Please render the lines as a Markdown table with the columns Row and Line, starting with the line that contains "point: carport support" and going on through the end of the records. Leave out any blank lines.

[Dataset records]
[Begin]

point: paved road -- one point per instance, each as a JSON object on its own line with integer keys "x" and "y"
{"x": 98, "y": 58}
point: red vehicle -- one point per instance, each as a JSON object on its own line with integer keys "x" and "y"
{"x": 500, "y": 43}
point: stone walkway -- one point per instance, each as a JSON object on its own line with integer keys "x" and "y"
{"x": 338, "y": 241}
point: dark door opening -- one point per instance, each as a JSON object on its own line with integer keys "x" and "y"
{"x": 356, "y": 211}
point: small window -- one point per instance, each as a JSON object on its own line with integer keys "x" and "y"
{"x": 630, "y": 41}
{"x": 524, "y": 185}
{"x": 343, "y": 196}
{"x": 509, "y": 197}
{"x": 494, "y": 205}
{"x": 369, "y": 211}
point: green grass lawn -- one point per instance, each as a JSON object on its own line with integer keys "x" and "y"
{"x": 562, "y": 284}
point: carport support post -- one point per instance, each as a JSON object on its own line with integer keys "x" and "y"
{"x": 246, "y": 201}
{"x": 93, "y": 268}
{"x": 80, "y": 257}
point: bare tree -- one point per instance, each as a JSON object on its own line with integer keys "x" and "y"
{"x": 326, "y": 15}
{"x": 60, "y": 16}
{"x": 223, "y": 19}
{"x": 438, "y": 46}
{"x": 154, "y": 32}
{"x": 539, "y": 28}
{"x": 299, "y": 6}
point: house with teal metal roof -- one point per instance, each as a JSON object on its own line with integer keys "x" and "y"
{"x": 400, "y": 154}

[End]

Problem solution:
| Row | Line |
|---|---|
| 1 | point: carport support post -- one point per instance, each as a JSON object on its own line with integer keys "x" and "y" |
| 2 | {"x": 246, "y": 201} |
| 3 | {"x": 93, "y": 268} |
| 4 | {"x": 80, "y": 257} |
| 5 | point: bare tree -- one point per instance, each as a JSON object on its own line with integer keys "x" and "y" |
| 6 | {"x": 326, "y": 15} |
| 7 | {"x": 60, "y": 16} |
| 8 | {"x": 223, "y": 19} |
| 9 | {"x": 438, "y": 46} |
| 10 | {"x": 154, "y": 32} |
| 11 | {"x": 539, "y": 28} |
| 12 | {"x": 299, "y": 6} |
| 13 | point: house with teal metal roof -- one point per instance, each as a JSON object on its own line with integer keys "x" and "y" |
| 14 | {"x": 400, "y": 154} |